**Text block**:

/---

Re: [Patch bpf-next v5 1/3] bpf: introduce timeout hash map

Alexei Starovoitov <alexei.starovoitov@xxxxxxxxx> · Wed, 27 Jan 2021 18:45:58 -0800

On Wed, Jan 27, 2021 at 2:48 PM Daniel Borkmann <daniel@xxxxxxxxxxxxx> wrote:
>
> On 1/27/21 7:00 PM, Alexei Starovoitov wrote:
> > On Tue, Jan 26, 2021 at 11:00 PM Cong Wang <xiyou.wangcong@xxxxxxxxx> wrote:
> >>>>                ret = PTR_ERR(l_new);
> >>>> +             if (ret == -EAGAIN) {
> >>>> +                     htab_unlock_bucket(htab, b, hash, flags);
> >>>> +                     htab_gc_elem(htab, l_old);
> >>>> +                     mod_delayed_work(system_unbound_wq, &htab->gc_work, 0);
> >>>> +                     goto again;
> >>>
> >>> Also this one looks rather worrying, so the BPF prog is stalled here, loop-waiting
> >>> in (e.g. XDP) hot path for system_unbound_wq to kick in to make forward progress?

\---

**Records provided**:
/---

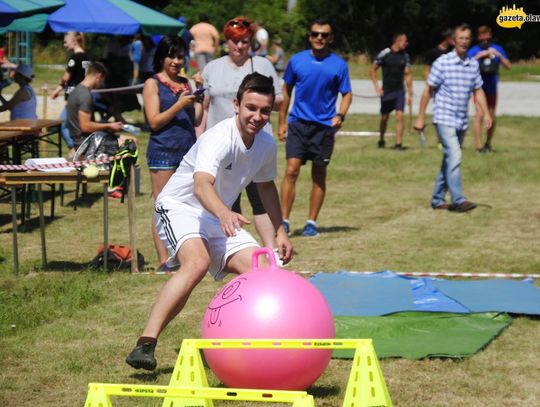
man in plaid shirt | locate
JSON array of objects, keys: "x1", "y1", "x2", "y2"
[{"x1": 414, "y1": 24, "x2": 492, "y2": 212}]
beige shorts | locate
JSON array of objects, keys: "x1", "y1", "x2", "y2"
[{"x1": 154, "y1": 200, "x2": 259, "y2": 280}]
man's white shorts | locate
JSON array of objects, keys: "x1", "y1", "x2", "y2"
[{"x1": 154, "y1": 200, "x2": 259, "y2": 280}]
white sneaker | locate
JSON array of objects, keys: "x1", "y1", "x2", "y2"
[{"x1": 274, "y1": 249, "x2": 284, "y2": 268}]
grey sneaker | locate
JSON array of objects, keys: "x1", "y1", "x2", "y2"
[
  {"x1": 126, "y1": 342, "x2": 157, "y2": 370},
  {"x1": 448, "y1": 201, "x2": 476, "y2": 212}
]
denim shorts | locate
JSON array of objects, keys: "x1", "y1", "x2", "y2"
[
  {"x1": 285, "y1": 120, "x2": 336, "y2": 165},
  {"x1": 146, "y1": 157, "x2": 182, "y2": 171}
]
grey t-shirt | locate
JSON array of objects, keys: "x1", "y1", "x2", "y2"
[
  {"x1": 66, "y1": 83, "x2": 93, "y2": 148},
  {"x1": 203, "y1": 55, "x2": 282, "y2": 129}
]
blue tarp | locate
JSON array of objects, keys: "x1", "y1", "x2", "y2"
[{"x1": 310, "y1": 271, "x2": 540, "y2": 316}]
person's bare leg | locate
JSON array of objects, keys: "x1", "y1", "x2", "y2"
[
  {"x1": 396, "y1": 110, "x2": 403, "y2": 145},
  {"x1": 379, "y1": 113, "x2": 389, "y2": 142},
  {"x1": 308, "y1": 164, "x2": 327, "y2": 221},
  {"x1": 150, "y1": 170, "x2": 174, "y2": 265},
  {"x1": 281, "y1": 158, "x2": 302, "y2": 219},
  {"x1": 486, "y1": 106, "x2": 497, "y2": 148},
  {"x1": 225, "y1": 247, "x2": 258, "y2": 274},
  {"x1": 253, "y1": 213, "x2": 277, "y2": 249},
  {"x1": 142, "y1": 238, "x2": 210, "y2": 338},
  {"x1": 473, "y1": 105, "x2": 484, "y2": 150}
]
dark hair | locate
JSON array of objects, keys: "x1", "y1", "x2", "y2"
[
  {"x1": 309, "y1": 17, "x2": 334, "y2": 32},
  {"x1": 86, "y1": 61, "x2": 107, "y2": 76},
  {"x1": 392, "y1": 31, "x2": 407, "y2": 44},
  {"x1": 452, "y1": 23, "x2": 472, "y2": 38},
  {"x1": 236, "y1": 72, "x2": 276, "y2": 104},
  {"x1": 153, "y1": 35, "x2": 186, "y2": 73}
]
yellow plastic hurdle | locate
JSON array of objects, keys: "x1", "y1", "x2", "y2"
[
  {"x1": 84, "y1": 383, "x2": 315, "y2": 407},
  {"x1": 85, "y1": 339, "x2": 392, "y2": 407},
  {"x1": 163, "y1": 339, "x2": 392, "y2": 407}
]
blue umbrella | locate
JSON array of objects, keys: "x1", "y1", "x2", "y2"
[
  {"x1": 48, "y1": 0, "x2": 184, "y2": 35},
  {"x1": 0, "y1": 0, "x2": 64, "y2": 27}
]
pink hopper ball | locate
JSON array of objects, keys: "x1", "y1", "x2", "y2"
[{"x1": 202, "y1": 249, "x2": 335, "y2": 390}]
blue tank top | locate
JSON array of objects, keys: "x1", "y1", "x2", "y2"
[
  {"x1": 11, "y1": 85, "x2": 37, "y2": 120},
  {"x1": 147, "y1": 75, "x2": 196, "y2": 158}
]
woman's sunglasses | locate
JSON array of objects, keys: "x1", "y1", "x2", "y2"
[
  {"x1": 309, "y1": 31, "x2": 332, "y2": 38},
  {"x1": 227, "y1": 20, "x2": 251, "y2": 28}
]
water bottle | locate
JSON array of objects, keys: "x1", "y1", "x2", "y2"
[{"x1": 123, "y1": 124, "x2": 141, "y2": 136}]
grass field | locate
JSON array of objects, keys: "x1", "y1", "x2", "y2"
[{"x1": 0, "y1": 115, "x2": 540, "y2": 407}]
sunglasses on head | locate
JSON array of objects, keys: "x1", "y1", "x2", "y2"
[
  {"x1": 309, "y1": 31, "x2": 332, "y2": 38},
  {"x1": 227, "y1": 20, "x2": 251, "y2": 28}
]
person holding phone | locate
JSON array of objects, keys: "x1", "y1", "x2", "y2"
[{"x1": 143, "y1": 36, "x2": 204, "y2": 271}]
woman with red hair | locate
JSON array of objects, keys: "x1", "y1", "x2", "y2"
[{"x1": 203, "y1": 17, "x2": 283, "y2": 256}]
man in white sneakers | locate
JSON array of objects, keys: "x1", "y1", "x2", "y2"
[{"x1": 126, "y1": 72, "x2": 292, "y2": 370}]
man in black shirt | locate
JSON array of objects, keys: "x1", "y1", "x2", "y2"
[{"x1": 369, "y1": 33, "x2": 413, "y2": 150}]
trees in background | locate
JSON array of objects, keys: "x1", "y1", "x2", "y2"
[{"x1": 136, "y1": 0, "x2": 540, "y2": 59}]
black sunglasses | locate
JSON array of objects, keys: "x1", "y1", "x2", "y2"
[
  {"x1": 227, "y1": 20, "x2": 251, "y2": 28},
  {"x1": 309, "y1": 31, "x2": 332, "y2": 38}
]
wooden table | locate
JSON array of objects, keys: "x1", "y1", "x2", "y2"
[
  {"x1": 0, "y1": 171, "x2": 133, "y2": 274},
  {"x1": 0, "y1": 119, "x2": 62, "y2": 164}
]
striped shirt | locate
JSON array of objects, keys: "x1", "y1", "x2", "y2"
[{"x1": 428, "y1": 51, "x2": 482, "y2": 130}]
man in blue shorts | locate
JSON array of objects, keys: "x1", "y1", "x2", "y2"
[
  {"x1": 278, "y1": 19, "x2": 352, "y2": 236},
  {"x1": 369, "y1": 33, "x2": 413, "y2": 150},
  {"x1": 467, "y1": 25, "x2": 512, "y2": 153}
]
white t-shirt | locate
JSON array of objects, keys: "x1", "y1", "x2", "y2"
[
  {"x1": 156, "y1": 116, "x2": 277, "y2": 212},
  {"x1": 203, "y1": 55, "x2": 282, "y2": 131}
]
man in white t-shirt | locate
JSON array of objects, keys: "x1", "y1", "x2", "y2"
[{"x1": 126, "y1": 72, "x2": 292, "y2": 370}]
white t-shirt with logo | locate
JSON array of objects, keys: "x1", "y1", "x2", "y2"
[{"x1": 156, "y1": 116, "x2": 277, "y2": 212}]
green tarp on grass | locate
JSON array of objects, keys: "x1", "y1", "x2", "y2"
[{"x1": 333, "y1": 312, "x2": 512, "y2": 359}]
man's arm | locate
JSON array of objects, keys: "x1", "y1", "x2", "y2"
[
  {"x1": 256, "y1": 181, "x2": 292, "y2": 264},
  {"x1": 369, "y1": 62, "x2": 384, "y2": 96},
  {"x1": 474, "y1": 88, "x2": 493, "y2": 129},
  {"x1": 51, "y1": 71, "x2": 71, "y2": 100},
  {"x1": 278, "y1": 83, "x2": 294, "y2": 141},
  {"x1": 77, "y1": 110, "x2": 124, "y2": 134},
  {"x1": 193, "y1": 172, "x2": 251, "y2": 236},
  {"x1": 414, "y1": 84, "x2": 433, "y2": 131},
  {"x1": 488, "y1": 47, "x2": 512, "y2": 69},
  {"x1": 330, "y1": 92, "x2": 352, "y2": 129}
]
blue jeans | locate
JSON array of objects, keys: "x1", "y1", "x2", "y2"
[
  {"x1": 431, "y1": 124, "x2": 466, "y2": 207},
  {"x1": 60, "y1": 106, "x2": 73, "y2": 149}
]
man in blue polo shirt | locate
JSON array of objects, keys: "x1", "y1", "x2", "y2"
[
  {"x1": 414, "y1": 24, "x2": 491, "y2": 212},
  {"x1": 467, "y1": 25, "x2": 512, "y2": 153},
  {"x1": 278, "y1": 19, "x2": 352, "y2": 236}
]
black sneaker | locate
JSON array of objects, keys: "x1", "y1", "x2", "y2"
[
  {"x1": 126, "y1": 342, "x2": 157, "y2": 370},
  {"x1": 448, "y1": 201, "x2": 476, "y2": 212}
]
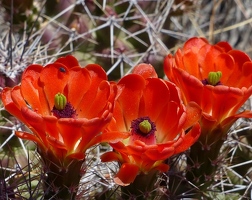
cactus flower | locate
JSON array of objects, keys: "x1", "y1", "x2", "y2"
[
  {"x1": 101, "y1": 64, "x2": 201, "y2": 186},
  {"x1": 1, "y1": 56, "x2": 117, "y2": 199},
  {"x1": 164, "y1": 38, "x2": 252, "y2": 190}
]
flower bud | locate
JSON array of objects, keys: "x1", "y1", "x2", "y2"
[
  {"x1": 54, "y1": 93, "x2": 67, "y2": 110},
  {"x1": 138, "y1": 119, "x2": 152, "y2": 134},
  {"x1": 207, "y1": 71, "x2": 222, "y2": 86}
]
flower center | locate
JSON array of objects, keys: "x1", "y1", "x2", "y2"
[
  {"x1": 202, "y1": 71, "x2": 222, "y2": 86},
  {"x1": 52, "y1": 93, "x2": 76, "y2": 118},
  {"x1": 131, "y1": 117, "x2": 156, "y2": 136}
]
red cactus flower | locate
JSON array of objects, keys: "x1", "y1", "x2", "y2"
[
  {"x1": 164, "y1": 38, "x2": 252, "y2": 138},
  {"x1": 1, "y1": 56, "x2": 116, "y2": 161},
  {"x1": 101, "y1": 64, "x2": 201, "y2": 186}
]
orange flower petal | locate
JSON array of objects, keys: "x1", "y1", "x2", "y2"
[
  {"x1": 175, "y1": 123, "x2": 201, "y2": 154},
  {"x1": 21, "y1": 65, "x2": 51, "y2": 115},
  {"x1": 100, "y1": 131, "x2": 130, "y2": 143},
  {"x1": 132, "y1": 63, "x2": 158, "y2": 79},
  {"x1": 65, "y1": 67, "x2": 91, "y2": 109},
  {"x1": 143, "y1": 78, "x2": 170, "y2": 122},
  {"x1": 144, "y1": 147, "x2": 175, "y2": 160},
  {"x1": 184, "y1": 102, "x2": 202, "y2": 130},
  {"x1": 55, "y1": 55, "x2": 79, "y2": 69},
  {"x1": 39, "y1": 63, "x2": 69, "y2": 110},
  {"x1": 118, "y1": 74, "x2": 145, "y2": 126},
  {"x1": 1, "y1": 86, "x2": 27, "y2": 124},
  {"x1": 100, "y1": 151, "x2": 119, "y2": 162},
  {"x1": 154, "y1": 163, "x2": 170, "y2": 172},
  {"x1": 114, "y1": 163, "x2": 139, "y2": 186}
]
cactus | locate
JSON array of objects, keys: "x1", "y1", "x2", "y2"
[{"x1": 0, "y1": 0, "x2": 252, "y2": 199}]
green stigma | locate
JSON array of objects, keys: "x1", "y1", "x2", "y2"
[
  {"x1": 138, "y1": 119, "x2": 152, "y2": 134},
  {"x1": 207, "y1": 71, "x2": 222, "y2": 86},
  {"x1": 54, "y1": 93, "x2": 67, "y2": 110}
]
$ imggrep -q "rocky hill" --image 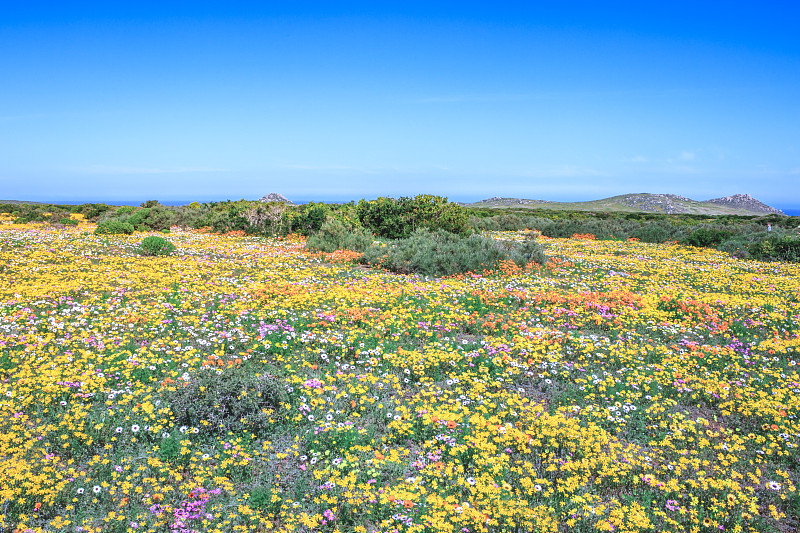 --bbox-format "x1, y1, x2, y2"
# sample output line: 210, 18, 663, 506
464, 193, 784, 215
706, 194, 783, 215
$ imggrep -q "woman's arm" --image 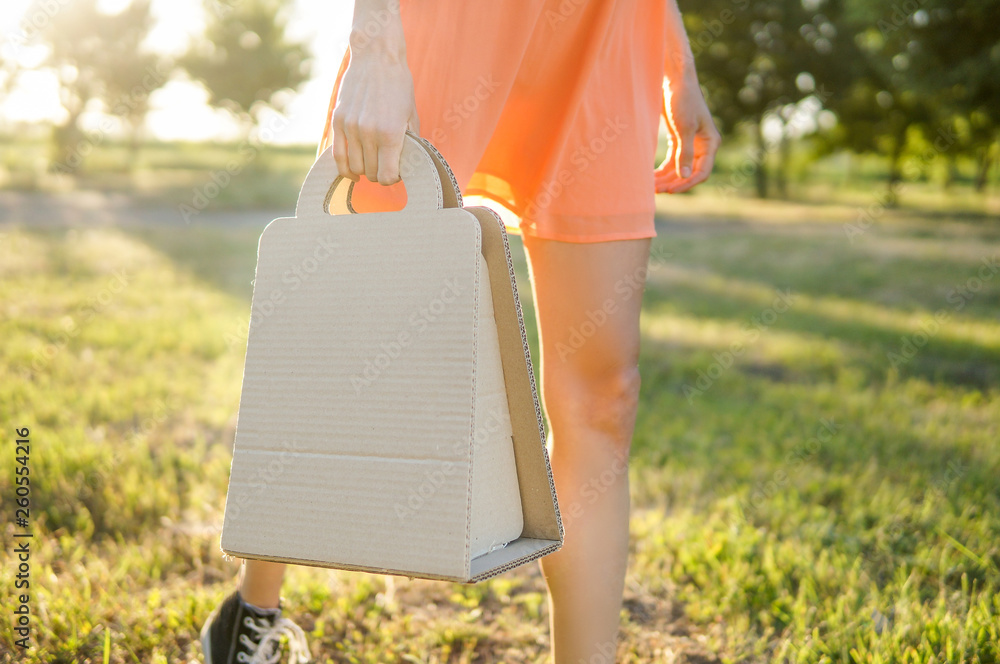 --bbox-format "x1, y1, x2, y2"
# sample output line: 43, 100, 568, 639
332, 0, 420, 185
656, 0, 721, 194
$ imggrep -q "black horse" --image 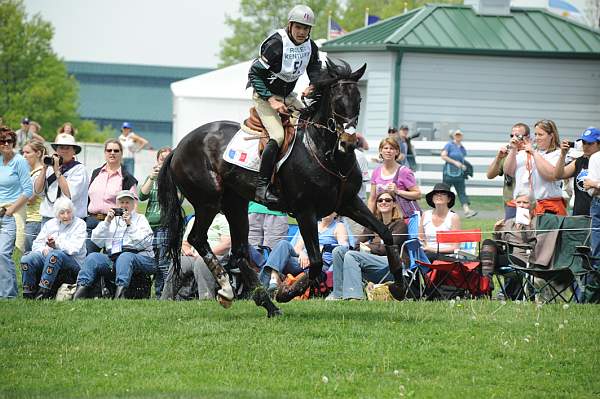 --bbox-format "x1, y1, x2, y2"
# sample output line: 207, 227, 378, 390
158, 60, 401, 317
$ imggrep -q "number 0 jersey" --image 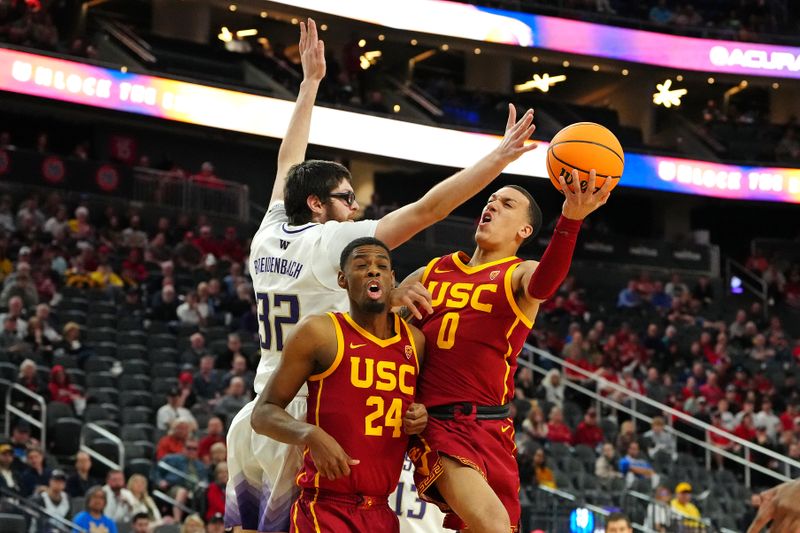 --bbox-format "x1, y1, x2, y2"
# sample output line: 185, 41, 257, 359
417, 252, 533, 409
297, 313, 419, 497
249, 202, 378, 396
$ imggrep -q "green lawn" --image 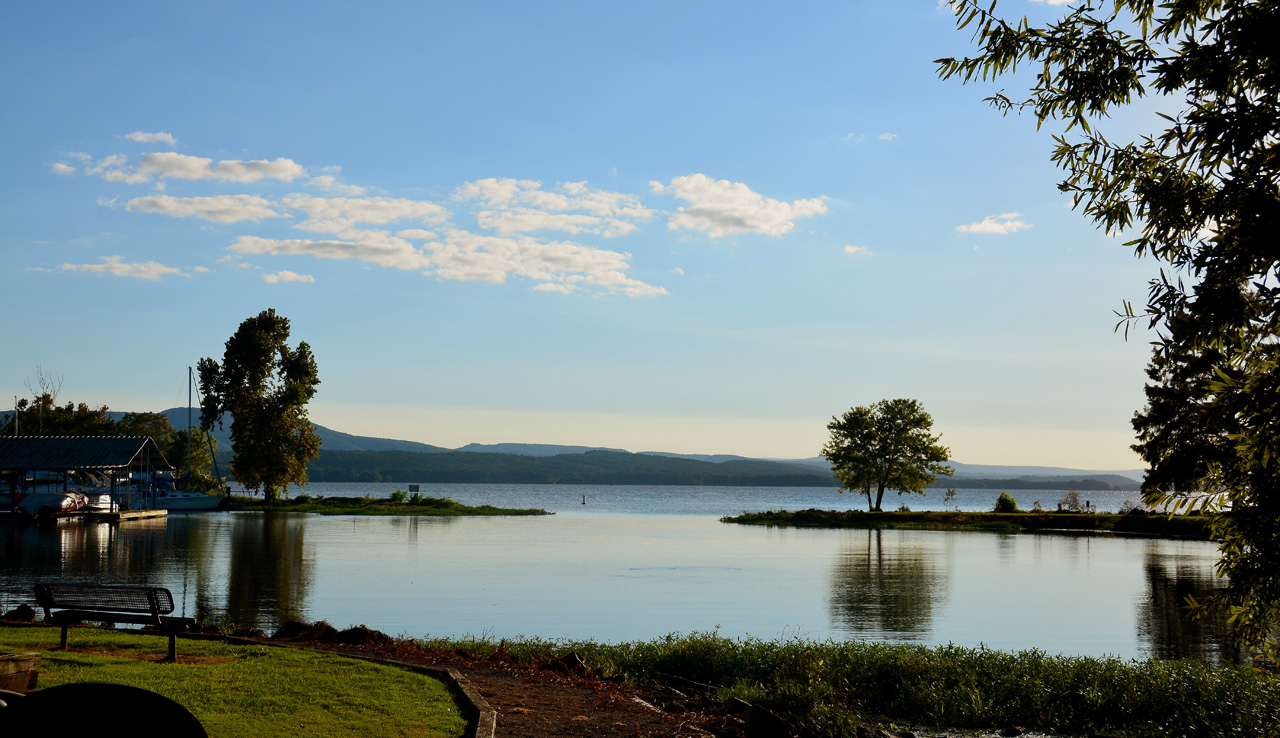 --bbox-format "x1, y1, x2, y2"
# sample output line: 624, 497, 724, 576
0, 627, 467, 738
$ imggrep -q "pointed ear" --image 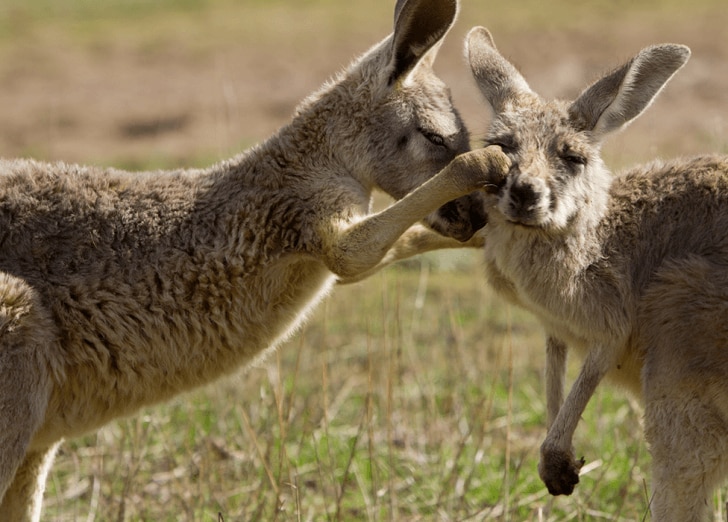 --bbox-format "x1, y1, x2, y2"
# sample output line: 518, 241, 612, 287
389, 0, 458, 85
569, 44, 690, 140
465, 27, 533, 112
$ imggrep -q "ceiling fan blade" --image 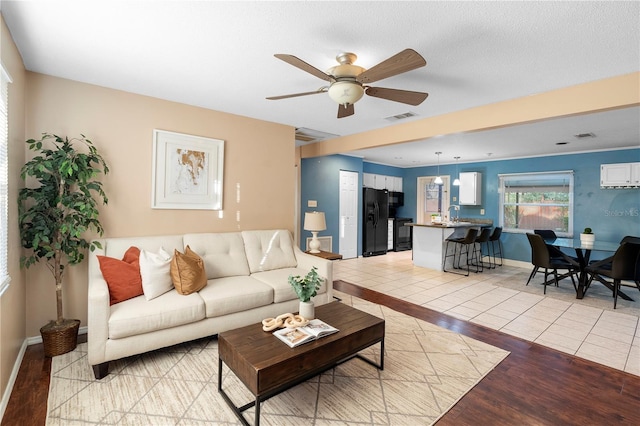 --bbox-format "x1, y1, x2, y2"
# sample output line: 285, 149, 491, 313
273, 53, 334, 81
267, 87, 327, 101
356, 49, 427, 83
365, 87, 429, 105
338, 104, 356, 118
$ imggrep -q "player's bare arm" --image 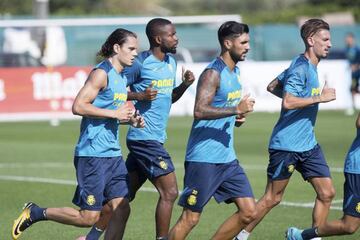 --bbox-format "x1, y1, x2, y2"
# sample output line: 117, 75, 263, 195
171, 67, 195, 103
127, 83, 158, 101
72, 69, 132, 121
235, 116, 246, 127
282, 84, 336, 109
129, 110, 145, 128
194, 69, 252, 119
266, 78, 284, 98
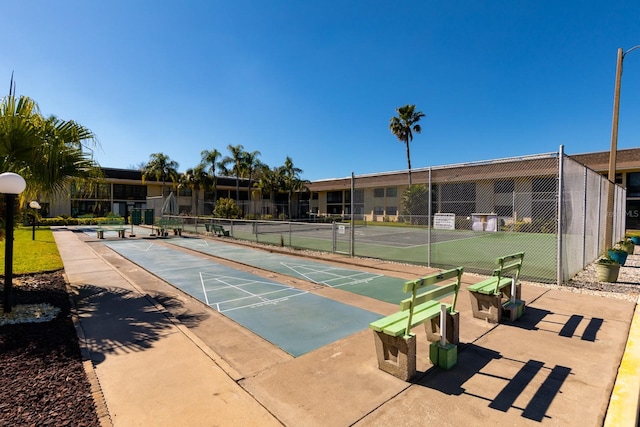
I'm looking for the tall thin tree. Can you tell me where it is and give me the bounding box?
[389,104,425,187]
[200,148,222,206]
[142,153,179,200]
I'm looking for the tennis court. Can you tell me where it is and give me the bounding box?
[104,239,381,356]
[233,222,557,282]
[166,238,407,304]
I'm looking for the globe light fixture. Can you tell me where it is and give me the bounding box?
[0,172,27,313]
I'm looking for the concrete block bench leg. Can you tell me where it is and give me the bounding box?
[424,312,460,345]
[469,292,502,323]
[373,331,416,381]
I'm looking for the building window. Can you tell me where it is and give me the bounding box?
[113,184,147,200]
[627,172,640,197]
[495,206,513,216]
[493,179,516,194]
[327,191,342,203]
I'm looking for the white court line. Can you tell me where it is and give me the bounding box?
[198,272,211,311]
[218,292,307,313]
[200,273,307,313]
[280,262,382,288]
[108,242,154,252]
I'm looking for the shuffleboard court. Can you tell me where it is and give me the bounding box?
[104,239,382,357]
[166,238,407,304]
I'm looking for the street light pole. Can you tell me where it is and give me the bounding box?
[29,200,41,240]
[0,172,27,313]
[604,45,640,247]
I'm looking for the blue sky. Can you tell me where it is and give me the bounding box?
[5,0,640,180]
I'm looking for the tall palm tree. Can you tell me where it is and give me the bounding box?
[282,156,309,218]
[256,165,284,216]
[0,95,100,204]
[242,150,262,217]
[220,144,245,203]
[389,104,424,187]
[180,163,211,216]
[142,153,179,199]
[200,148,222,205]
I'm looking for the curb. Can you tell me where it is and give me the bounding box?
[604,298,640,427]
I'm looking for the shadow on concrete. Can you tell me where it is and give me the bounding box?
[502,306,552,331]
[414,344,502,396]
[414,344,571,422]
[71,285,200,363]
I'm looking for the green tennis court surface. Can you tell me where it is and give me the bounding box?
[104,240,382,356]
[166,238,407,304]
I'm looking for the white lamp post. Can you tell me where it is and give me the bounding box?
[29,200,41,240]
[0,172,27,313]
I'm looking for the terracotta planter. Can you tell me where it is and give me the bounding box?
[596,264,620,282]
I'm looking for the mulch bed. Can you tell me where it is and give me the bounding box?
[0,272,100,427]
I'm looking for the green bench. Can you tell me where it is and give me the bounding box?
[204,223,229,237]
[96,218,126,239]
[467,252,524,323]
[369,267,463,381]
[156,218,182,237]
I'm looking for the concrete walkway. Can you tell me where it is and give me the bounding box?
[54,228,638,427]
[54,230,281,426]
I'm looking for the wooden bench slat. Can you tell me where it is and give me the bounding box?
[467,277,511,295]
[369,267,463,337]
[382,301,451,337]
[400,282,458,310]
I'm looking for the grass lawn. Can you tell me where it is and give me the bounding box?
[0,227,63,275]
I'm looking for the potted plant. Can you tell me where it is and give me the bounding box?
[596,258,620,282]
[615,239,635,255]
[607,246,629,265]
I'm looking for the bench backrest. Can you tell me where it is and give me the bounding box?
[98,218,124,225]
[493,252,524,293]
[400,267,464,340]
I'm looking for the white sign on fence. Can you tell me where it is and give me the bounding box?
[433,213,456,230]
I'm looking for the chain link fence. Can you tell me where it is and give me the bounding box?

\---

**Your goal**:
Rewrite the patch review thread starting with "On Wed, Jan" and going on through "make forward progress?", putting "system_wq" wherever "system_unbound_wq" appears. The data stands apart from the patch review thread.

**Full output**:
On Wed, Jan 27, 2021 at 2:48 PM Daniel Borkmann <daniel@xxxxxxxxxxxxx> wrote:
>
> On 1/27/21 7:00 PM, Alexei Starovoitov wrote:
> > On Tue, Jan 26, 2021 at 11:00 PM Cong Wang <xiyou.wangcong@xxxxxxxxx> wrote:
> >>>>                ret = PTR_ERR(l_new);
> >>>> +             if (ret == -EAGAIN) {
> >>>> +                     htab_unlock_bucket(htab, b, hash, flags);
> >>>> +                     htab_gc_elem(htab, l_old);
> >>>> +                     mod_delayed_work(system_wq, &htab->gc_work, 0);
> >>>> +                     goto again;
> >>>
> >>> Also this one looks rather worrying, so the BPF prog is stalled here, loop-waiting
> >>> in (e.g. XDP) hot path for system_wq to kick in to make forward progress?